**HOW TO COMPLETE THIS TASK:**
Would you set down the whole listing again exactly as it appears?

<<<<

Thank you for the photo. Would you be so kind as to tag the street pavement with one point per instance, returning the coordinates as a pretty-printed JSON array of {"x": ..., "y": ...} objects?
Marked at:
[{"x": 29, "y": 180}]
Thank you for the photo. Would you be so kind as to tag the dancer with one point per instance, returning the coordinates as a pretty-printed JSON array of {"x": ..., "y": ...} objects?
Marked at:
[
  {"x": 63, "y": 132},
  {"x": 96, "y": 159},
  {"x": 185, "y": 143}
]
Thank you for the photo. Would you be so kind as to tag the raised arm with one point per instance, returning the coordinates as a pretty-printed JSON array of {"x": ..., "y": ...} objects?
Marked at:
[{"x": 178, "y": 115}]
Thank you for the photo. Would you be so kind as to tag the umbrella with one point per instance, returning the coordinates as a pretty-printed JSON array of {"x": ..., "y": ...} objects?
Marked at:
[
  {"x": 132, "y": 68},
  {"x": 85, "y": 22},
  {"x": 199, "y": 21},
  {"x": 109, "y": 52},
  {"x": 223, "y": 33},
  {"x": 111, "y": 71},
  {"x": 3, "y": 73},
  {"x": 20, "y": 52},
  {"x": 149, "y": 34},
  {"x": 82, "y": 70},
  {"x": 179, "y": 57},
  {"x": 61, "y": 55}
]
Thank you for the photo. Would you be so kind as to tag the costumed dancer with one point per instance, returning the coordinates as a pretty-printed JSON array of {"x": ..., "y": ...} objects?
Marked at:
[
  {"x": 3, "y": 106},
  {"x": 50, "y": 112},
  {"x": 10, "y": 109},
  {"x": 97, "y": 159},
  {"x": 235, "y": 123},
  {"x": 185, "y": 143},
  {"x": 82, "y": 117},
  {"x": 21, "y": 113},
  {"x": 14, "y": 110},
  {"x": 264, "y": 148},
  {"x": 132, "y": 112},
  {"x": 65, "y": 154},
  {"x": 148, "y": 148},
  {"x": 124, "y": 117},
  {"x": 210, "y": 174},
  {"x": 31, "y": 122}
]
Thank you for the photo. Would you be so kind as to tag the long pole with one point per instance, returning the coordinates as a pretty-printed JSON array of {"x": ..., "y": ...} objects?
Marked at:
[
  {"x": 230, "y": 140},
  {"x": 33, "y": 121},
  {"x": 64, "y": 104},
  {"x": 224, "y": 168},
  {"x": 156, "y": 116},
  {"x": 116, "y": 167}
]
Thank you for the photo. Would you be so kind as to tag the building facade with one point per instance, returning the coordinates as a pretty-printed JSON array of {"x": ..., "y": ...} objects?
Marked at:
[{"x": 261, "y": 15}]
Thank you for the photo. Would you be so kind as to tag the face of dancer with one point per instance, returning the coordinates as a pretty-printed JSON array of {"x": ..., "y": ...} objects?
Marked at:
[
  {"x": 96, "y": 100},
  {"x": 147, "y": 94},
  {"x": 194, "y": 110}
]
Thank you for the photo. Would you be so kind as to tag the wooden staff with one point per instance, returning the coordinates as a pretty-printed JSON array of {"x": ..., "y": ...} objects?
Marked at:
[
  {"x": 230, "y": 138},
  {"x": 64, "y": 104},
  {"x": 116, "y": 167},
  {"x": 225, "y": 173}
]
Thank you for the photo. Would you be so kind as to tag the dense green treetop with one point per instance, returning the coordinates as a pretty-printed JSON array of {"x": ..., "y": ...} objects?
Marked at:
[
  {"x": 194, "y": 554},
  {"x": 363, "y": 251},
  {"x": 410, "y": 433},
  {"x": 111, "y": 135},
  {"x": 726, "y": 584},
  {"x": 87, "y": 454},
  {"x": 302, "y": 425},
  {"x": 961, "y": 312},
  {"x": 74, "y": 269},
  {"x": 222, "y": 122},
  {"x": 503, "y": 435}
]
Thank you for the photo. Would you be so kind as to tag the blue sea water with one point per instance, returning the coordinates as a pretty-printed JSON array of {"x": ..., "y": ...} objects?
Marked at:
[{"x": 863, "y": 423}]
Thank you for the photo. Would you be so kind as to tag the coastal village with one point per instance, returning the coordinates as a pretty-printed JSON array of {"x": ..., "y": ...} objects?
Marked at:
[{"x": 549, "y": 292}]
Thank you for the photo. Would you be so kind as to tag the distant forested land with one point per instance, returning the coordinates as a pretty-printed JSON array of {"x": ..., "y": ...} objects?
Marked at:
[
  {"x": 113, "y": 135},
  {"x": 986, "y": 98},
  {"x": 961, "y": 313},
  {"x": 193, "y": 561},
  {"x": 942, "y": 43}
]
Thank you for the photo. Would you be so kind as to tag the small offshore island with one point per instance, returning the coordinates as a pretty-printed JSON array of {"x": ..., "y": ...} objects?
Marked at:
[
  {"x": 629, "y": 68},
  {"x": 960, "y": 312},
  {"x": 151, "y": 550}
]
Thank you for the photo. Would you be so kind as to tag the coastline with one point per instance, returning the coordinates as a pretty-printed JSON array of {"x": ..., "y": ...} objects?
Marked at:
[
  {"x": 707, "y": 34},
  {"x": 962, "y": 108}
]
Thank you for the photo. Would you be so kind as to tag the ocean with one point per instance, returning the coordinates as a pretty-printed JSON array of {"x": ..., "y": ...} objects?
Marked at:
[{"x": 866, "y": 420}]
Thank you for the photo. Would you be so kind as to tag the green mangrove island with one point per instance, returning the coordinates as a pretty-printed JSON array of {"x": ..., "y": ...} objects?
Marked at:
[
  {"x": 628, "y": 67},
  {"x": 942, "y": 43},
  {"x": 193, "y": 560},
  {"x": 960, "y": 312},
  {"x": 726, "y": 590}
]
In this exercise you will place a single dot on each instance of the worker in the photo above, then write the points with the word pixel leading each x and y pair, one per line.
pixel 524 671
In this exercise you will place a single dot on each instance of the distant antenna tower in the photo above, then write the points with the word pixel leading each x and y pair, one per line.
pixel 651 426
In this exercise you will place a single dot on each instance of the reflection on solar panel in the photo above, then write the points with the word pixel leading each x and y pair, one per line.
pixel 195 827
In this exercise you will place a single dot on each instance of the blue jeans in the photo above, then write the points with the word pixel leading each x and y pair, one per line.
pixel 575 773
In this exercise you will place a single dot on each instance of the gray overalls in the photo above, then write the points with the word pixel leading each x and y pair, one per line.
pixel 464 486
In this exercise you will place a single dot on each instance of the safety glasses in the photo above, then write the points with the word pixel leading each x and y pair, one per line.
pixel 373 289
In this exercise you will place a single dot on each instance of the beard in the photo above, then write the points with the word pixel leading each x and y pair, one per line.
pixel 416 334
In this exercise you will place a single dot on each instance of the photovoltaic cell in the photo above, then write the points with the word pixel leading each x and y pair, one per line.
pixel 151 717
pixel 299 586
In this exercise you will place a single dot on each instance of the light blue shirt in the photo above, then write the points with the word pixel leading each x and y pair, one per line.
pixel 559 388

>>>>

**TASK SOLUTION:**
Thank you for the photo. Would you be so kind as to tag the street pavement with one point per instance, returning the coordinates as a pretty-printed JSON array of {"x": ..., "y": ...} objects?
Marked at:
[{"x": 29, "y": 180}]
Thank you for the photo. Would you be so kind as to tag the dancer with one point per instance, returning the coordinates as a pretty-printed JSON array of {"x": ..., "y": ...} objects?
Marked at:
[
  {"x": 63, "y": 132},
  {"x": 96, "y": 159},
  {"x": 185, "y": 143}
]
Thank you for the photo. Would you be so kind as to tag the raised arm with one point per instance, returning the coordinates as a pretty-printed JSON array of {"x": ..., "y": ...} objects?
Marked at:
[{"x": 178, "y": 115}]
Thank you for the photo. Would you be so kind as to tag the umbrella with one point per instance, returning the coordinates as a pretty-printed JSON array of {"x": ..., "y": ...} objects?
Marked at:
[
  {"x": 132, "y": 68},
  {"x": 85, "y": 22},
  {"x": 199, "y": 21},
  {"x": 109, "y": 52},
  {"x": 223, "y": 33},
  {"x": 111, "y": 71},
  {"x": 3, "y": 73},
  {"x": 20, "y": 52},
  {"x": 149, "y": 34},
  {"x": 82, "y": 70},
  {"x": 179, "y": 57},
  {"x": 61, "y": 55}
]
Thank you for the photo. Would you be so kind as to tag the costumed dancer with one point per instance, returning the coordinates as a pretty-printed JSON array of {"x": ..., "y": ...} objects?
Marked at:
[
  {"x": 3, "y": 106},
  {"x": 50, "y": 112},
  {"x": 10, "y": 109},
  {"x": 97, "y": 159},
  {"x": 235, "y": 123},
  {"x": 185, "y": 143},
  {"x": 82, "y": 117},
  {"x": 21, "y": 113},
  {"x": 14, "y": 110},
  {"x": 264, "y": 148},
  {"x": 132, "y": 112},
  {"x": 65, "y": 154},
  {"x": 148, "y": 148},
  {"x": 124, "y": 117},
  {"x": 210, "y": 174},
  {"x": 31, "y": 122}
]
Thank you for the photo. Would you be so kind as to tag the long pole with one point per instance, returning the coordinates as a pretty-printed JSON array of {"x": ..., "y": ...} objects?
Marked at:
[
  {"x": 230, "y": 140},
  {"x": 33, "y": 121},
  {"x": 64, "y": 104},
  {"x": 224, "y": 168},
  {"x": 156, "y": 116},
  {"x": 116, "y": 167}
]
Thank you for the photo. Would you be so kind as to tag the building facade with one point per instance, returning the coordinates as a pretty-printed JSON array of {"x": ..., "y": ...} objects?
Marked at:
[{"x": 261, "y": 15}]
Thank you for the photo. Would you be so kind as to tag the face of dancer with one point per instance, returning the coordinates as a pretty-printed JSON array of {"x": ..., "y": ...} objects?
Marked at:
[
  {"x": 96, "y": 100},
  {"x": 147, "y": 94},
  {"x": 194, "y": 110}
]
Thank you for the photo. Would you be so kind as to tag the wooden staff with one point per instance, returning the coordinates as a pretty-printed JSON array of {"x": ..., "y": ...} objects?
Marked at:
[
  {"x": 230, "y": 138},
  {"x": 64, "y": 104},
  {"x": 116, "y": 167},
  {"x": 225, "y": 173}
]
Thank you for the photo. Would you be so kind as to tag the dense green treetop with one point per instance, returning the coordinates as a pretty-printed JSON array of {"x": ..., "y": ...} objects?
Marked at:
[
  {"x": 194, "y": 554},
  {"x": 363, "y": 251},
  {"x": 410, "y": 433},
  {"x": 111, "y": 135},
  {"x": 726, "y": 584},
  {"x": 87, "y": 454},
  {"x": 302, "y": 425},
  {"x": 961, "y": 312},
  {"x": 74, "y": 269},
  {"x": 222, "y": 122},
  {"x": 503, "y": 435}
]
Thank you for the photo. Would you be so kind as to tag the blue sea water with one point per instance, returning the coordinates as a pretty-printed JSON array of {"x": ..., "y": ...} objects?
Marked at:
[{"x": 863, "y": 423}]
Thank you for the photo. Would you be so kind as to tag the coastal village with one point per instance, returning the coordinates as a pretty-printed JSON array of {"x": ..., "y": ...} objects?
Marked at:
[{"x": 549, "y": 292}]
Thank you for the photo. Would you be so kind as to tag the distant forested land with one point per instance, returning the coordinates as a pretty-printed JSON array of {"x": ..., "y": ...} objects?
Marked at:
[
  {"x": 113, "y": 135},
  {"x": 986, "y": 98},
  {"x": 961, "y": 313},
  {"x": 193, "y": 561},
  {"x": 942, "y": 43}
]
Thank you for the photo. Would you be so kind as to tag the small offshore island with one point per instance, returning the coordinates as a pretty-printed JSON array of {"x": ..., "y": ...} objects?
Marked at:
[
  {"x": 629, "y": 68},
  {"x": 960, "y": 312},
  {"x": 151, "y": 550}
]
Thank you for the photo. Would you be so kind as to tag the coastline with one point per instance, returning the coordinates as a pretty-printed JSON array of {"x": ..., "y": ...} objects?
Marked at:
[
  {"x": 707, "y": 34},
  {"x": 962, "y": 108}
]
Thank you for the photo. Would you be so kind as to tag the ocean with one point per instance, returning the coordinates as a pretty-printed JSON array of {"x": ..., "y": ...} objects?
Marked at:
[{"x": 866, "y": 420}]
Thank you for the photo. Would you be so kind as to tag the green mangrove island with one point per instance, returning the coordinates as a pretty-printed JSON array of {"x": ..., "y": ...} objects?
Marked at:
[
  {"x": 628, "y": 67},
  {"x": 942, "y": 43},
  {"x": 193, "y": 560},
  {"x": 960, "y": 312},
  {"x": 726, "y": 590}
]
In this exercise you will place a single dot on each instance of the worker in the photo above, then write the points with the word pixel leading each x and y pair, one per line.
pixel 524 671
In this exercise you will place a single dot on each instance of the distant antenna tower in the photo above, then write the points with the word pixel leading each x and y pair, one per line.
pixel 651 426
In this exercise you will place a single dot on each instance of the reflection on solar panel in the photo above, then write the points with the word pixel leading each x and y pair, one per line.
pixel 195 827
In this exercise you will place a single dot on each instance of the blue jeans in the photo above, then write the points with the word pixel leading each x and y pair, one per line.
pixel 575 773
In this exercise you will place a single dot on each instance of the gray overalls in the photo above, then write the points with the word pixel leading each x and y pair, one per line.
pixel 464 486
In this exercise you will place a single dot on each instance of the safety glasses in the photo above, then write the points with the word pixel leading each x and y pair, one per line.
pixel 373 289
In this exercise you will place a single dot on each instance of the beard in the photo above, then write the points with the word pixel leading each x and y pair, one per line.
pixel 416 334
In this exercise you will place a single dot on each instance of the photovoltaic cell in the photo above, then write the points with the word pixel leading each x and y pair, one per line.
pixel 151 717
pixel 299 586
In this exercise you will place a single dot on each instance of the light blue shirt in the photo above, then write the points with the word pixel leading each x and y pair, one per line.
pixel 559 388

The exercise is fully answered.